__Sorunun Gereklilikleri__:
Okuma metnine göre aşağıdaki soruları yanıtlayın:
(a) Metin hangi ay ve yılın tarihini taşımaktadır?
(b) Metne göre egemenlerin şimdilerdeki yeni hedefi hangi partidir?
(c) Göstermelik bir muhalefet oluşumu arzusuna parantez içinde hangi örnek verilmektedir?

1. YAZARLAR

  2. Yılmaz Çakır

  3. Kapatma Tehdidi ve RP'nin Savunması

Kapatma Tehdidi ve RP'nin Savunması

Kasım 1997A+A-

Öteden beri ülkeyi "özel çiftlik" anlayışıyla yönetmeye alışmış asker-sivil bir grup seçkinin farklı seslere tahammülsüzlüğü, bilinen bir gerçektir. RP'yi kapatma girişimleri de bu yaklaşımın en son halkasını oluşturmaktadır.

Güdümlü Serbest Cumhuriyet Fırkası'ndan Terakkiperver Fırkası'na, Demokrat Parti'sinden MNP'ye ve DEP'e kadar uzanan ve hatta gerektiğinde ihtilal yapmak suretiyle birkaç defa tüm partileri kapatan, silah zoruyla Meclis'i ve anayasayı işlevsiz hale getiren egemenlerin şimdilerdeki yeni hedefi RP'dir

Farklı seslere ve renklere hiç alışık olmayan, muhalefet olacaksa bile onun da kendilerine bağlı, göstermelik bir oluşum olmasını (SCF Örneğinde olduğu gibi) arzulayanların ortaya koydukları tepkileri ve refleksleri anlamak güç olmasa gerektir. "Ülkeye komünizm gelecekse dahi, bunu biz getiririz" anlayışında tezahür eden "biz", egemenlerin kendileriyle diğerlerini nasıl ve nerede gördükleriyle ilgili güzel bir açılım sunmaktadır. Sistemin sahiplerince İslam için de aynı yaklaşımın geçerli olduğu ortadadır. Ne yönde olursa olsun, değişim gerekiyorsa, ona karar verecek ve yapacak olanlar da biz olmalıyız, bize sorulmadan, bizim isteğimiz, rızamız olmadan hiçbir şey olmaz diyenlerin ülke tasavvurlarını "özel mülk" ifadesi yeterince açıklıyor olmalı. Egemenlerin, kendileri dışında kalanların değişim tepkilerini adeta "haneye tecavüz" gibi karşılamalarının gerisinde bu sahipleniş psikolojisi yatmaktadır.

__Sağlanan Veriler__:
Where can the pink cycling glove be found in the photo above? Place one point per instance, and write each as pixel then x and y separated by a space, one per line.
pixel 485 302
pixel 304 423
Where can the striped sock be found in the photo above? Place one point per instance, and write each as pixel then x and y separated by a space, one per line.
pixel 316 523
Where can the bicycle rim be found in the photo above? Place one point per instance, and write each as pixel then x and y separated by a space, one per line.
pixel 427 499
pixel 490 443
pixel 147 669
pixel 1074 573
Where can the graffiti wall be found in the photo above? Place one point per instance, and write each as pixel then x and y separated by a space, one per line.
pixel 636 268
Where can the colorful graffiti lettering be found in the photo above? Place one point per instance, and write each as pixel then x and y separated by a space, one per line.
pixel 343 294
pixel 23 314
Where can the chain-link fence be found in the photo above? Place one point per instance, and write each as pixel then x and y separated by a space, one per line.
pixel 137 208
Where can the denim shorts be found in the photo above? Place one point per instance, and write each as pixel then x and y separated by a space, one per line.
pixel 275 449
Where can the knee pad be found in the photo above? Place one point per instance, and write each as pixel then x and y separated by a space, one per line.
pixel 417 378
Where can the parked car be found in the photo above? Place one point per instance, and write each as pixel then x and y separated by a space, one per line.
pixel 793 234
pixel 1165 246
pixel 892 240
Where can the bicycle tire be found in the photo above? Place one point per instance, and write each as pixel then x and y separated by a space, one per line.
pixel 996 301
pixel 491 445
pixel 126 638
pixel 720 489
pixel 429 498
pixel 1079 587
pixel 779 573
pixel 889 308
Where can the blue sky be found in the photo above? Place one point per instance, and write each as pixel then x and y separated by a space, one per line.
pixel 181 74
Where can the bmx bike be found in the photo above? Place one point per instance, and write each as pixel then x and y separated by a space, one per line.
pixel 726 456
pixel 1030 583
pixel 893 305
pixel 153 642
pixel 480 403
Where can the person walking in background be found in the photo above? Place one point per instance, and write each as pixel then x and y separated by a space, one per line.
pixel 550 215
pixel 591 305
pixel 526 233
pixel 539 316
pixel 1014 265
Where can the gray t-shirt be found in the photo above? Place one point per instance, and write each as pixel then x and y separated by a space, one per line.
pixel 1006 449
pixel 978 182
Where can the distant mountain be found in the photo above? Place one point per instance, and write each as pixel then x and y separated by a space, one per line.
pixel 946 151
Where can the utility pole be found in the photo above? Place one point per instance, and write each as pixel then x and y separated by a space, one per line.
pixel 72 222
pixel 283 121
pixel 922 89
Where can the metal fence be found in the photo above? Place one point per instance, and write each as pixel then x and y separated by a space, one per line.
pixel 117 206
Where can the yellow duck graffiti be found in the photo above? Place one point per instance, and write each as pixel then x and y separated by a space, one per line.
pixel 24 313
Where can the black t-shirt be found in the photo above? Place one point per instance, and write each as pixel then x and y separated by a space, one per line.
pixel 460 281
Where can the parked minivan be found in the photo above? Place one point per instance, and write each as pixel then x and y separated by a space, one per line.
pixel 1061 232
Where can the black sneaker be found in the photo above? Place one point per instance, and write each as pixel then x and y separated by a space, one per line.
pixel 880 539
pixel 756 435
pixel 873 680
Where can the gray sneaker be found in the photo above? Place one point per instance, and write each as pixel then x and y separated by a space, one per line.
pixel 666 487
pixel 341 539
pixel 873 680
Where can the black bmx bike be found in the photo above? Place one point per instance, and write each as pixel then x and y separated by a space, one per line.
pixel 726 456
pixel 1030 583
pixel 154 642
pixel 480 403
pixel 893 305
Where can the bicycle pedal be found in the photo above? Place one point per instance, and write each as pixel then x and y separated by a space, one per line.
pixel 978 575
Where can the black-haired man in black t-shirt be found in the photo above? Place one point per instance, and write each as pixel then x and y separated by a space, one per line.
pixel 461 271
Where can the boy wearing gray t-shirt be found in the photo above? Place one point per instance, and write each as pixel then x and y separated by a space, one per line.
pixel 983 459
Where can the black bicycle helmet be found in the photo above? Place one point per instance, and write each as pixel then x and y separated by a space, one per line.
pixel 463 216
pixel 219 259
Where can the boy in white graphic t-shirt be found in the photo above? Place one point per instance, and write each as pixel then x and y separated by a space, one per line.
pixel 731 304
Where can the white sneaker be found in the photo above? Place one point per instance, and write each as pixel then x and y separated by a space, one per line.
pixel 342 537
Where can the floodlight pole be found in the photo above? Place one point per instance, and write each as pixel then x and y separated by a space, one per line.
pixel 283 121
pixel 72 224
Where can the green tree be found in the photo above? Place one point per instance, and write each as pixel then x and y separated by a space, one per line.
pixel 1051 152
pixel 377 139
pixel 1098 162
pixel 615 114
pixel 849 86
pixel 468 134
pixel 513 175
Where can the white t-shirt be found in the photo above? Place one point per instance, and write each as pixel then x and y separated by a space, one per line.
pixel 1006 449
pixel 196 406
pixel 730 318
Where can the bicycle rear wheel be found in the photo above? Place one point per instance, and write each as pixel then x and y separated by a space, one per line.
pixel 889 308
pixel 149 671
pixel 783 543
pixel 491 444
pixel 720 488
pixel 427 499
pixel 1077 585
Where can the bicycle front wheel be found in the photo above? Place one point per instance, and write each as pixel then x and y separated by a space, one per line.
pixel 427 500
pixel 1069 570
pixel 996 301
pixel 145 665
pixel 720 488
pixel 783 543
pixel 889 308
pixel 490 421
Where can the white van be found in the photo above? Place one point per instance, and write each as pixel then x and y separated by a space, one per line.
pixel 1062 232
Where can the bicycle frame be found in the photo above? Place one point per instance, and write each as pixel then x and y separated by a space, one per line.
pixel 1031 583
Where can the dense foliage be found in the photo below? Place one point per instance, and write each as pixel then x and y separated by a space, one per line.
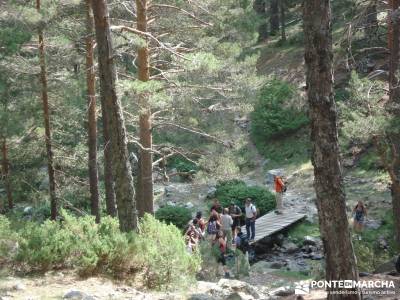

__Sorunun Çözümü__:
(a) Kasım 1997.
(b) RP.
(c) SCF örneği.